Docs request: where does histogram come from?

Question

Docs request: where does histogram come from?

jamesbraza opened this issue 3 months ago · comments

I have three possible scores: 0, 0.1, and 1 for a Python assertion, and two basic assertions.

providers:
  - openai:chat:gpt-4-0613
  - openai:chat:gpt-4-turbo-2024-04-09
  - anthropic:messages:claude-3-sonnet-20240229
defaultTest:
  assert:
    - description: was answered
      type: not-icontains
      value: cannot answer
    - description: has sentences
      type: javascript
      value: output.length > 20
    - description: check value
      type: python
      value: file://assert.py

At the top of my promptfoo view, I see bins around 0.6 and 0.7, which isn't quite making sense to me:

The request is, can we add a little description such that this figure is easy to understand.

I have three different model providers, is that where Prompt 1 (red), Prompt 2 (blue), and Prompt 3 (green) come from?
Why does the histogram show scores of 0.6 and 0.7? Is that like a sum of multiple assertions' scores?

What to do: Which model providers are listed in the configuration in the histogram issue above?

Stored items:
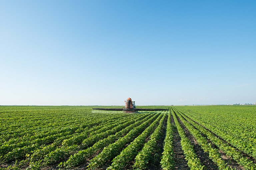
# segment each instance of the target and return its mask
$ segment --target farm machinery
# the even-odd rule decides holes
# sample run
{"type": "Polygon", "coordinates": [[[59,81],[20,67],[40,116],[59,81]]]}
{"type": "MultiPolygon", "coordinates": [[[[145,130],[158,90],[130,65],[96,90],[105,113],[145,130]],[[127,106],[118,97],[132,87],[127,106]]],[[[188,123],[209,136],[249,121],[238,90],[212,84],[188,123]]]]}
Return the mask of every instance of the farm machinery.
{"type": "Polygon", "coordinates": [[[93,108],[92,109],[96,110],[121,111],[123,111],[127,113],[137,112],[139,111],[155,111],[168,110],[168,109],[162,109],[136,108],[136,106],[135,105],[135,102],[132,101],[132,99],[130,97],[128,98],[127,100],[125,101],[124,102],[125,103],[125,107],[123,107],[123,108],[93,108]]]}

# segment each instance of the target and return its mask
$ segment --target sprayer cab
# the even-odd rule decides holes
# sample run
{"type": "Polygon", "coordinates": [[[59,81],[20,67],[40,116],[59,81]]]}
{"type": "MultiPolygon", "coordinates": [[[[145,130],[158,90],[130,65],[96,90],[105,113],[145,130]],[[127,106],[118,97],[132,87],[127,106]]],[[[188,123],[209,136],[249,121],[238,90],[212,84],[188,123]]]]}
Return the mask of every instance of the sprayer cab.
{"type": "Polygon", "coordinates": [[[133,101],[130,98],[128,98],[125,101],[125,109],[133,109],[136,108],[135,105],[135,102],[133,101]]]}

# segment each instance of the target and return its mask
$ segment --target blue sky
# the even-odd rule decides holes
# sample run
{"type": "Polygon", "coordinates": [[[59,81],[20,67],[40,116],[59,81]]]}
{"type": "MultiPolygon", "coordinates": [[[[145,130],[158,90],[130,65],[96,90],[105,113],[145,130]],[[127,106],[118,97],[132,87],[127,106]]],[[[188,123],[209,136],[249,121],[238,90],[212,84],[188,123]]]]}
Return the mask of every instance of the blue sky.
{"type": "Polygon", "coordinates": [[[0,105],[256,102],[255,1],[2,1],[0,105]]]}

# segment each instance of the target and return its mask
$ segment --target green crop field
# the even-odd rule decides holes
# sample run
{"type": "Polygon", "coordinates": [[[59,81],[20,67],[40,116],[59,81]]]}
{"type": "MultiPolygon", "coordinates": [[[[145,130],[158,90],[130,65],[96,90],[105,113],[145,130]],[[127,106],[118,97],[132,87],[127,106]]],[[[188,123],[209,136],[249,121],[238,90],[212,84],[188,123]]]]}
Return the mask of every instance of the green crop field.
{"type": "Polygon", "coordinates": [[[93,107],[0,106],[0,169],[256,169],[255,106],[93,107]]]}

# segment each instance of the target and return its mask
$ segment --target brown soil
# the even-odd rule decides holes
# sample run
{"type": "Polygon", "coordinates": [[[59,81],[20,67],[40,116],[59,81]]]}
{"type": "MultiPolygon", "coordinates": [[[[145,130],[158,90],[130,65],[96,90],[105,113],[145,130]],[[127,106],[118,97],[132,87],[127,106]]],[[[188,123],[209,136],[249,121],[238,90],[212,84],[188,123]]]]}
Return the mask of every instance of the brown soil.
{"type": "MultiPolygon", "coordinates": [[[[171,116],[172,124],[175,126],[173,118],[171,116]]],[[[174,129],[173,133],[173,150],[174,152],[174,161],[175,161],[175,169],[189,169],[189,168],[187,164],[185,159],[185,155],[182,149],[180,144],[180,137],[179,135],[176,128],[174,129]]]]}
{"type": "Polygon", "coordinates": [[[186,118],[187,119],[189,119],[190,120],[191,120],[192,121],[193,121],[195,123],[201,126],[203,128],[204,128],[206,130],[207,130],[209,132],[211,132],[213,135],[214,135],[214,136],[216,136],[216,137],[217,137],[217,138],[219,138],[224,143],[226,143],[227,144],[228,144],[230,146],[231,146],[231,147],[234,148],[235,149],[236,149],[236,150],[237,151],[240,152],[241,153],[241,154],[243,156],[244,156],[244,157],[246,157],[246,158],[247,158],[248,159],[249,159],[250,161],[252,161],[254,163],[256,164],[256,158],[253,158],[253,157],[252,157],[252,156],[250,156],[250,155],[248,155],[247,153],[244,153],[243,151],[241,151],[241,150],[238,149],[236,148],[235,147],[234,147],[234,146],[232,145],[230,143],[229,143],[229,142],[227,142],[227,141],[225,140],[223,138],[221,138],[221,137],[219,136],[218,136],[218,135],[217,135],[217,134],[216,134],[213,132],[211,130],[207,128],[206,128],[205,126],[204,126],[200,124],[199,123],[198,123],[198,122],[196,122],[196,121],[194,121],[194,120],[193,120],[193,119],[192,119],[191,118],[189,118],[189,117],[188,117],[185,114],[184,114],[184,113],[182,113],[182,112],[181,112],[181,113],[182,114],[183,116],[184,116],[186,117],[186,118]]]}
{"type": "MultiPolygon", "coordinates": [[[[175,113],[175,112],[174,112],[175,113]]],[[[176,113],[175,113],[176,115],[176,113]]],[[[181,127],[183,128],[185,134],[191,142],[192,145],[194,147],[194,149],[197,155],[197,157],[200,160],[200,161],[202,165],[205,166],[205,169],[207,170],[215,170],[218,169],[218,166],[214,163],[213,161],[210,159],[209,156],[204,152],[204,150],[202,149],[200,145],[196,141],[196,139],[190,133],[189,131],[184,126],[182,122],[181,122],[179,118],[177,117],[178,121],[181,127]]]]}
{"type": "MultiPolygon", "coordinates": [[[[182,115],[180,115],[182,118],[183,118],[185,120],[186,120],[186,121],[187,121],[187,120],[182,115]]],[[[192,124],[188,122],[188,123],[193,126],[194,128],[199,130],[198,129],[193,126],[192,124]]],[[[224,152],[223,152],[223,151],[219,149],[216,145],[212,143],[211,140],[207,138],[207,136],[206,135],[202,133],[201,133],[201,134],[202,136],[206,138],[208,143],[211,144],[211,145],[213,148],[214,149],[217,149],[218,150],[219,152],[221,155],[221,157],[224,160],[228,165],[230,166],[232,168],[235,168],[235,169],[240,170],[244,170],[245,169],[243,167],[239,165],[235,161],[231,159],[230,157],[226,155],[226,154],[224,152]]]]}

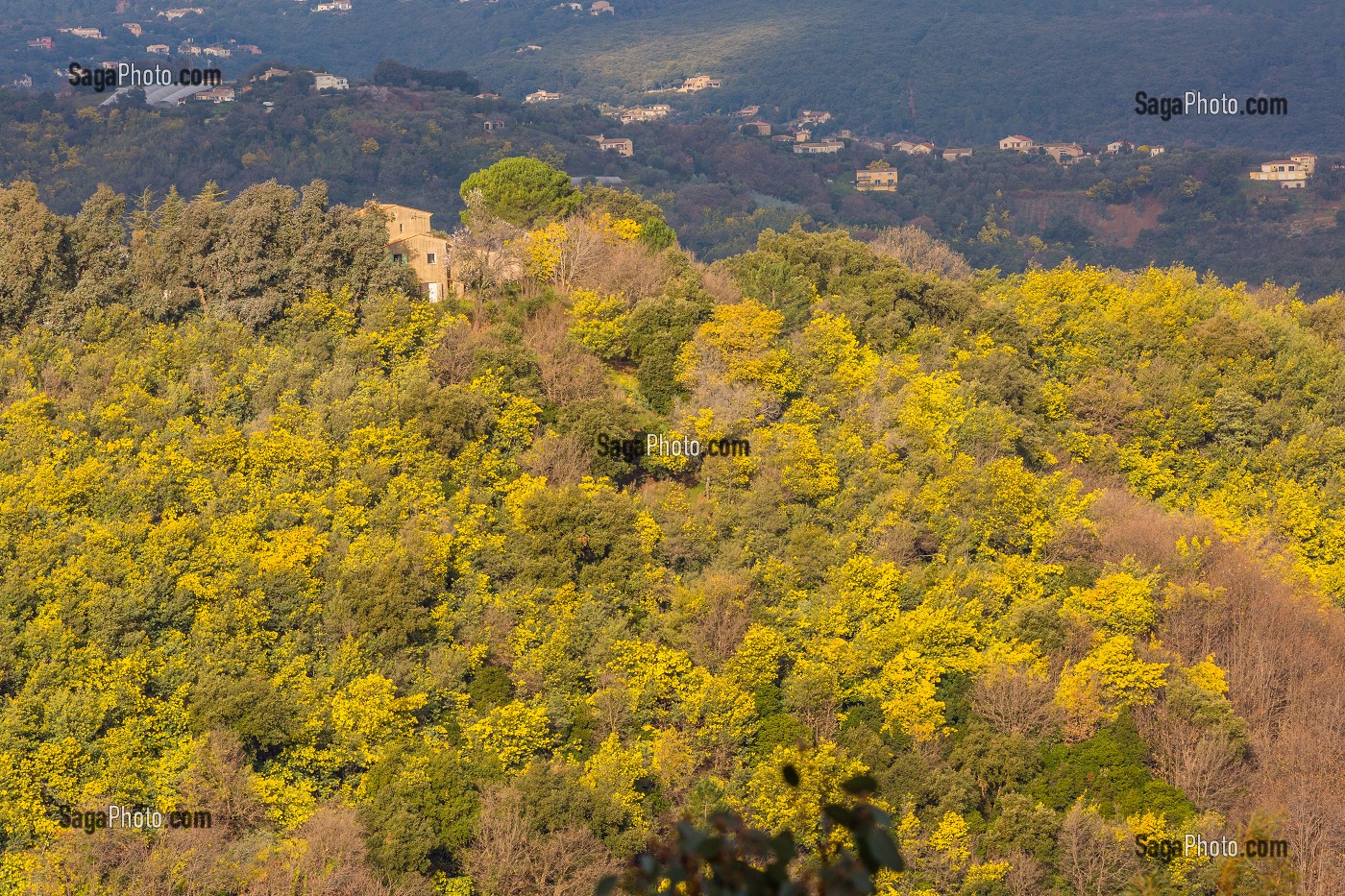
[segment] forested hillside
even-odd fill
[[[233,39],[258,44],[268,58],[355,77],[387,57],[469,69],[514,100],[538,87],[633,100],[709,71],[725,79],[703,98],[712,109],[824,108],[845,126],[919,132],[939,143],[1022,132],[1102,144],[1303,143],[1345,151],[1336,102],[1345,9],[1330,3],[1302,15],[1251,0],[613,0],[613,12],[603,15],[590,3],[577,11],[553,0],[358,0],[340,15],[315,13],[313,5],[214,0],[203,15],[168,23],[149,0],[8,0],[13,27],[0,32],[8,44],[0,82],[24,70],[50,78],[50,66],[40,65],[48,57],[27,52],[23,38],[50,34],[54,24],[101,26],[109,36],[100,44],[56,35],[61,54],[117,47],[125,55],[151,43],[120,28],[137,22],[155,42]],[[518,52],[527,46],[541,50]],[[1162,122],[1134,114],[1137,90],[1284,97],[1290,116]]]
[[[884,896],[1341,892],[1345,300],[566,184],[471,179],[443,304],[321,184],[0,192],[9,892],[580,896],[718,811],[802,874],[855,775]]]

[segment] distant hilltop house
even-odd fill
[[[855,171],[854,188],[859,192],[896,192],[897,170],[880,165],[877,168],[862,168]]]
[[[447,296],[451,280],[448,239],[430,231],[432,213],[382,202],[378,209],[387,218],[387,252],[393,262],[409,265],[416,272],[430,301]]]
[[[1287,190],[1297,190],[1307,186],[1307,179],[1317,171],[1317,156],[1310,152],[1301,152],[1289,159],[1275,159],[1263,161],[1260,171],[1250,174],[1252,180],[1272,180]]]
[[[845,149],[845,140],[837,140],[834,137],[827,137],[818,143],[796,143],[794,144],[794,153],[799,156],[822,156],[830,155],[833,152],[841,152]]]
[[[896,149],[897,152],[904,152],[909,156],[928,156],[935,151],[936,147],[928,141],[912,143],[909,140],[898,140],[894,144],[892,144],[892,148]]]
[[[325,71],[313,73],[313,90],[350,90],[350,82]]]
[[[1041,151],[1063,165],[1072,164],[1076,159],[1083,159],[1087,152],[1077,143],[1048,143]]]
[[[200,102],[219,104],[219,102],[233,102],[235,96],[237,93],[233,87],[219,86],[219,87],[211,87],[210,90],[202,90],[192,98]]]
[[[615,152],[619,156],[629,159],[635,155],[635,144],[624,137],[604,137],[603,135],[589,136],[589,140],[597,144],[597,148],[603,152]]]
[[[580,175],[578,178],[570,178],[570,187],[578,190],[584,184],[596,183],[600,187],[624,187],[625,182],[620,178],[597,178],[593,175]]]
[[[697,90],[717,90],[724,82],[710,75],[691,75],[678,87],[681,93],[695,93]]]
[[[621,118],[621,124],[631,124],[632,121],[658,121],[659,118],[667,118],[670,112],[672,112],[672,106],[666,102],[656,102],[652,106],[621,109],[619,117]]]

--

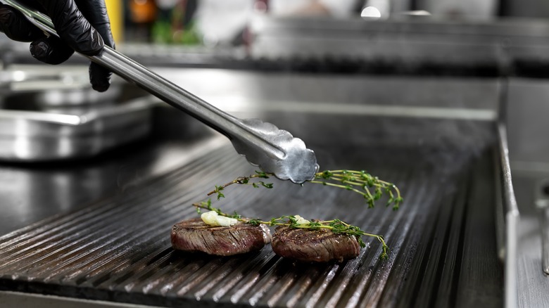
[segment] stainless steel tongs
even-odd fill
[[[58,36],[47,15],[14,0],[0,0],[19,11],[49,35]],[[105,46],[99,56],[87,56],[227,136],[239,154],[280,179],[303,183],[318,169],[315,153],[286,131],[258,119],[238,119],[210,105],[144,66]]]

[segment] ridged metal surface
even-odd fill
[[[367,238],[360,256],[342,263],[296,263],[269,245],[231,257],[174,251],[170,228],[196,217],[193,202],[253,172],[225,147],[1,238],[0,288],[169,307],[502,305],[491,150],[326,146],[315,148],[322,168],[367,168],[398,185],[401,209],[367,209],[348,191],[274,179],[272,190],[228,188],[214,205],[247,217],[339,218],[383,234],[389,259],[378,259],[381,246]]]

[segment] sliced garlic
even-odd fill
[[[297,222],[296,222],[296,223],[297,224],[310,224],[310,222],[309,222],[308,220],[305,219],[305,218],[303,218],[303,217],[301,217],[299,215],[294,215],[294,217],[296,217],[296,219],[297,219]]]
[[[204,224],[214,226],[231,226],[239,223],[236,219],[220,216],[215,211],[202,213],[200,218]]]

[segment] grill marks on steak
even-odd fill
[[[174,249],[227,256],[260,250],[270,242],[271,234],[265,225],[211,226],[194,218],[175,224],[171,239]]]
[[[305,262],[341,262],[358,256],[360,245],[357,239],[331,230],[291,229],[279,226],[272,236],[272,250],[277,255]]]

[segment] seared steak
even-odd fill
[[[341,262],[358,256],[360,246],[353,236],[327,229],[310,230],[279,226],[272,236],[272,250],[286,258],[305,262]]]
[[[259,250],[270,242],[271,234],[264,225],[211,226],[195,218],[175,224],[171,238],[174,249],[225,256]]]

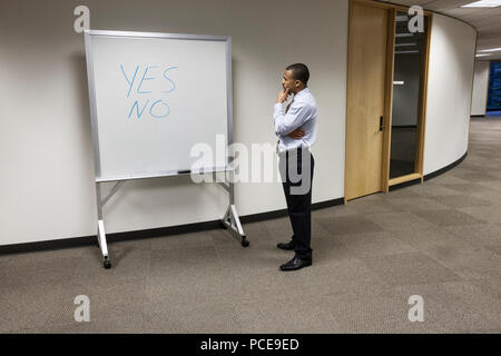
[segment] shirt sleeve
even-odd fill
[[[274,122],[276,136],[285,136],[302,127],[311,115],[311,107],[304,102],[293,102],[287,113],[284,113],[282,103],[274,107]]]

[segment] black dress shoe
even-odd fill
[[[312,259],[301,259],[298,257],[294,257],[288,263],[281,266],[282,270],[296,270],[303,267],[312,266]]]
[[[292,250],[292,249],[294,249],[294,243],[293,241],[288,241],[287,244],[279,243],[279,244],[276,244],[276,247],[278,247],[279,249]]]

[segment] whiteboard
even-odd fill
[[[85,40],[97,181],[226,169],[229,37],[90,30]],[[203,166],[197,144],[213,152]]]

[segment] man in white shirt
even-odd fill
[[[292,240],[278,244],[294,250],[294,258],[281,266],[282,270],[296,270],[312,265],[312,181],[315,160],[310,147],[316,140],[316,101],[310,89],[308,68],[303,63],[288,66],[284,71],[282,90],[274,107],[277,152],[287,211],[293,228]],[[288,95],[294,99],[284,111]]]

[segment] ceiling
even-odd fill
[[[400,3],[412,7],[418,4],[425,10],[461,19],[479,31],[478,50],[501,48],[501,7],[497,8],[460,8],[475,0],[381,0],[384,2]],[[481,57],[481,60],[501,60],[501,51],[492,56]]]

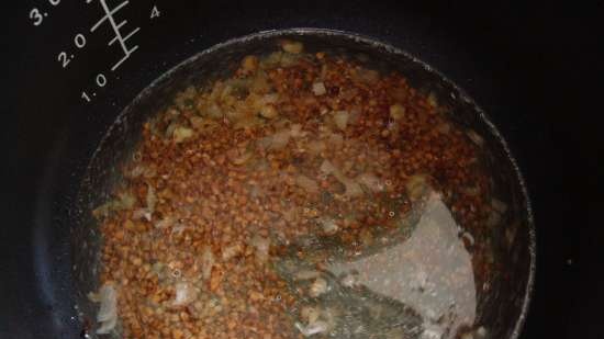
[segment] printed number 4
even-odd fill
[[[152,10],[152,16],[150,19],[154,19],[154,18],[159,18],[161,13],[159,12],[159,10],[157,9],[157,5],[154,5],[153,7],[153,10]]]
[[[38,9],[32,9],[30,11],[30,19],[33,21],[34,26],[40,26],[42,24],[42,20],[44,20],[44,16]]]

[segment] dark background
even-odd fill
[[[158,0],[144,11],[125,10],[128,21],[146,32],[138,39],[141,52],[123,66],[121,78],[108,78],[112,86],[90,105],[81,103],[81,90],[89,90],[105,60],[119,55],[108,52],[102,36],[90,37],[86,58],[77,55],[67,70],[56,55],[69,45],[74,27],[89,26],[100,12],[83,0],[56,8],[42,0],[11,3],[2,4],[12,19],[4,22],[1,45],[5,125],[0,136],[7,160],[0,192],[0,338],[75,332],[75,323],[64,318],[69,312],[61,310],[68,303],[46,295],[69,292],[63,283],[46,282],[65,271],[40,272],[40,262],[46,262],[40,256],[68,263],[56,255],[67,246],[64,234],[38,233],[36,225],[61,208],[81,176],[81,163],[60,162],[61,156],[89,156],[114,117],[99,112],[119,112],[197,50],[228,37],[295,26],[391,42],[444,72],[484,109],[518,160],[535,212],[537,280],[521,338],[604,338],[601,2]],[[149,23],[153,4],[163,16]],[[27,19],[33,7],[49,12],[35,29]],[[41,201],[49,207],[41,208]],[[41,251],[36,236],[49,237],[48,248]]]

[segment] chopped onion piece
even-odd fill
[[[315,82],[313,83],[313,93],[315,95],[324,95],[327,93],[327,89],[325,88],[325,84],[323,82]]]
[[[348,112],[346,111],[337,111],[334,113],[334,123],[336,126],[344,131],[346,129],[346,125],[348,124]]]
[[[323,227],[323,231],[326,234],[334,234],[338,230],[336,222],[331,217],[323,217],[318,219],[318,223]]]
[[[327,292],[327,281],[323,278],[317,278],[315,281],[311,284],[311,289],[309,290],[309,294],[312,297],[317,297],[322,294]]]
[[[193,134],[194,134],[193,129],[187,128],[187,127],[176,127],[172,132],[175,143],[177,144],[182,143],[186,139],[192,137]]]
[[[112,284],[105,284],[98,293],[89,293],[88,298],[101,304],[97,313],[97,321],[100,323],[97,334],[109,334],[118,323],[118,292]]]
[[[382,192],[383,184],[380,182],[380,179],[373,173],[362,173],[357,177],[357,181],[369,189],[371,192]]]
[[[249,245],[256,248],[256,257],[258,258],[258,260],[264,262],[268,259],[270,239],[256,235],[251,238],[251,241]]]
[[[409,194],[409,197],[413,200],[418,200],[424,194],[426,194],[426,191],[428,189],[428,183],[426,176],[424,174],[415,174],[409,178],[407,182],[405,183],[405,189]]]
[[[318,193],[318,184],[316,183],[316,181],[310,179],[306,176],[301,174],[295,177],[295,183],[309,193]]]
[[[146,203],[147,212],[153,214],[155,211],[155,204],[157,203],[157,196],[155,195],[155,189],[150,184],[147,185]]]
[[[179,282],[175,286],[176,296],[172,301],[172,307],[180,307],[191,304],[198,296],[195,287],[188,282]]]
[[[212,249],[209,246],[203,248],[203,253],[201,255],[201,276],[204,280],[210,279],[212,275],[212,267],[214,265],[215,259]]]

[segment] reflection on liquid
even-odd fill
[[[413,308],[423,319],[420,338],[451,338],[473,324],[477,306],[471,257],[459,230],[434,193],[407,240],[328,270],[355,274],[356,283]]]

Written reply:
openai:chat:gpt-4-0613
openai:chat:gpt-4-turbo-2024-04-09
anthropic:messages:claude-3-sonnet-20240229